TEXT EXCERPT ::
## Begin
That’s always something that alarms me when I consider our interpretation of the Regency. If not our characters themselves, then certainly the half-dozen babies of the epilogue grew up to become … like this.
Did it happen overnight or was it a gradual change in sensibilities–or, to put it another way, were the Georgians more Victorian than we like to think?
Pretty much, yes. For instance, William Bowdler (1754-1825) published his improved edition of Shakespeare in 1818, the Family Shakespeare, which omitted certain vulgarities which might offend or corrupt the innocence of women and children during family readings. Don’t you think “Out, out crimson spot!” has a certain appeal?
As early as 1710, the modest pamphlet that grew to be the bestselling book of the eighteenth century, Onania: or, The Heinous Sin of Self-Pollution, and all its Frightful Consequences in Both Sexes, Considered, warned against solo sexual activity. Yes, sex for Georgians was fraught with moral peril and the best approach was to grit your teeth, think of England, and try not to enjoy it because this was all about procreation and duty.
A brief glimpse of fashions during the first couple of decades of the nineteenth century shows women’s clothes evolving from diaphanous muslins with high waists to shaped bodices and puffy sleeves and lowering waistlines, with a shape dictated by corsets and a gradual restriction of movement.
Yes, indeed, dear Mama did appear half naked in public, just like the sensibly dressed young ladies in the cartoon.
Thackeray’s Vanity Fair, published in 1847-48, was illustrated by the author who showed his characters dressed in “contemporary” clothes.
Tastes had changed, as Thackeray explained:
It was the author’s intention, faithful to history, to depict all the characters of this tale in their proper costume, as they wore them at the commencement of this century…I have not the heart to disfigure my heroes and heroines by costumes so hideous; and have, on the contrary, engaged a model of rank dressed according to the present fashion.
Similarly, the painting Before Waterloo by Henry Nelson O’Neil (1868) has not an Empire waistline in sight.
But within a couple of decades tastes had changed once again and with the passing of time came a certain nostalgia for the past. A genre of painting emerged that showed the big bad Regency as being pretty, cute, and innocent.
## End
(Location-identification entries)
## Begin
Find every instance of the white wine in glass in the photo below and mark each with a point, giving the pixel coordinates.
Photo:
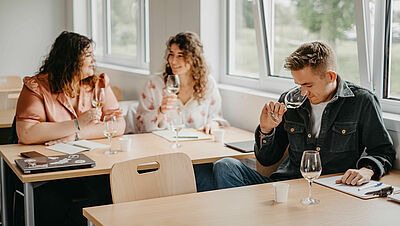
(110, 130)
(177, 124)
(310, 168)
(172, 84)
(98, 98)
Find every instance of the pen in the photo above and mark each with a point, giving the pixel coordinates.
(371, 186)
(186, 137)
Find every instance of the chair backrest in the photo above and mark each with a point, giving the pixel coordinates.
(13, 136)
(10, 87)
(174, 176)
(117, 92)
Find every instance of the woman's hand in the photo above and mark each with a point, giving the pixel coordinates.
(209, 127)
(61, 140)
(91, 116)
(271, 116)
(168, 103)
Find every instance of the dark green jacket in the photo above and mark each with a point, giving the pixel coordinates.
(352, 136)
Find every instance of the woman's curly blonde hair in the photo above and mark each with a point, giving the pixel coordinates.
(192, 49)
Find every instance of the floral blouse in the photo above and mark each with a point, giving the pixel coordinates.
(196, 115)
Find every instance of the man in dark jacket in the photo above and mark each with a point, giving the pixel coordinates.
(340, 120)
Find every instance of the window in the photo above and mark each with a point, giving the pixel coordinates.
(120, 31)
(391, 84)
(242, 46)
(298, 21)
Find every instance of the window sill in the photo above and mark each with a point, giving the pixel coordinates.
(136, 71)
(392, 121)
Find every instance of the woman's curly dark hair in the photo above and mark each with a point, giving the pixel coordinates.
(192, 48)
(64, 62)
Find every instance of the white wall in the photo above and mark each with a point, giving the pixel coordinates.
(27, 30)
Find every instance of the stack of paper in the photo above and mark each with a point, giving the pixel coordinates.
(76, 146)
(185, 134)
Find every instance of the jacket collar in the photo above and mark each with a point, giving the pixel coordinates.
(342, 90)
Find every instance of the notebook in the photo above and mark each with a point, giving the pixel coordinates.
(186, 134)
(76, 146)
(358, 191)
(242, 146)
(54, 163)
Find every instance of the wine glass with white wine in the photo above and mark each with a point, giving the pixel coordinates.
(172, 84)
(110, 130)
(177, 124)
(294, 98)
(310, 168)
(98, 98)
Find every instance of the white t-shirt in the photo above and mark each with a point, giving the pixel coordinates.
(316, 117)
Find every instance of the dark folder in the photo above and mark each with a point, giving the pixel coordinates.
(243, 146)
(54, 163)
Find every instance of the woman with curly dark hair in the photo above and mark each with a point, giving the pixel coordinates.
(58, 99)
(198, 96)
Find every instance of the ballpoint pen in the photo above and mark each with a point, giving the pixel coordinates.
(371, 186)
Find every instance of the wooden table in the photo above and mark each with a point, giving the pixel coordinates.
(253, 205)
(143, 145)
(6, 118)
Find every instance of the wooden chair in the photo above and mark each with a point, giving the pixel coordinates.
(266, 171)
(10, 87)
(174, 176)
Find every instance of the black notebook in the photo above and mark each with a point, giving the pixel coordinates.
(243, 146)
(54, 163)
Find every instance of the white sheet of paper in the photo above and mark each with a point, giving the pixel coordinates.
(89, 144)
(358, 191)
(184, 135)
(66, 148)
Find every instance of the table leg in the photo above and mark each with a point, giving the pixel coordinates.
(29, 204)
(3, 192)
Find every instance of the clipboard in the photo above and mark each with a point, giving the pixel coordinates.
(358, 191)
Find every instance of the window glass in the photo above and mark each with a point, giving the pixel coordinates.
(393, 85)
(299, 21)
(98, 26)
(124, 27)
(242, 48)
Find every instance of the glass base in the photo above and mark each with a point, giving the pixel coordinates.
## End
SET OF TASKS ::
- A) Return each line of the records that contains the string “curly”, treating uppercase and lowercase as different.
- B) Write the next part of the passage on Regency tastes, picking up right after its final sentence.
These records are unrelated to the passage on Regency tastes.

ANSWERS FOR THIS EXERCISE ::
- A)
Find every instance of the woman's curly blonde hair in the photo above and mark each with a point, giving the pixel coordinates.
Find every instance of the woman's curly dark hair in the photo above and mark each with a point, giving the pixel coordinates.
Find every instance of the woman with curly dark hair in the photo above and mark each with a point, giving the pixel coordinates.

- B)
Marcus Stone (1840-1921), Dickens’ friend and later illustrator, painted a series of genre scenes such as this one. It’s related to his painting In Love that HarperCollins, bless their heart, used for the cover of The Rules of Gentility (same characters, same silly hat, same ribbon and basket, and he still hasn’t plucked up the courage to propose to her!).
Kate Greenaway (1846-1901) also idealized the period.
When you’re reading or writing do you ever consider that the Regency is going to become the Victorian age? Do you want to? Can you imagine the family portraits becoming objects of embarrassment?
How lovely, to see the beautiful painting from which a detail was plucked for RoG’s cover!
It is rather amusing to think that everything Regency eventually became Victorian. I have often wondered if we are doomed to swing back and forth between the extremes of puritanism and hedonism or if we will ever evolve enough to land somewhere in the middle.
I do often think about the Regency becoming Victorian. One thing that fascinates me and I’ve done a fair share of scholarship on the subject is Victorian children’s novels written by women. When you really read them and see the hidden depths they are quite interesting and really show the inner workings of some females minds and how they felt about being female.
I’ve also read a great deal about Victorian ideas of love and that just gets too confusing to actually explain in a blog comment.
Jane Austen, we should invite you as guest blogger, because now I’m curious as to what the Victorian ideas of love were!
I shudder to think that my babies in the epilogues will become Victorians! It was, of course, a time of great and rapid change, so perhaps some things needed to be over-controlled. Women, mostly.
I stopped my progressive series that began with The Mysterious Miss M because I was getting dangerously close to the Victorian Age!
Diane,
There were three types of love:
1) The love you have for your wife which was a gentle love…you didn’t tax your wife for physical pleasure
2) There was the love you have for a whore….this is where you got you physical pleasure. Your wife was too frail and precious to actually try certain things on
3)celestial love….this was the purest love and rarely involved physical contact. It did involved letters lots of letters and more often than not happened between two people who were married just not to each other. May and Amy (http://www.amazon.com/May-Amy-Forbidden-Daughter-Burne-Jones/dp/B001329QA4/ref=ed_oe_k)
is a great example of celestial love. It’s also available on Kindle, which I’m sure will please you Diane.
Oh, goody! another Kindle book to read. I sent myself a sample!
Imagine an aged Mr. Collins with a somewhat more appreciative audience.
I confess, I try not to think about my characters or their children in those fashions. The Victorian styles for mens’ hair I also find quite ugly.
Re Onania, weren’t such books really sort of sex manuals in disguise, hence the bestselling status?
Thanks for posting this. I love the topic.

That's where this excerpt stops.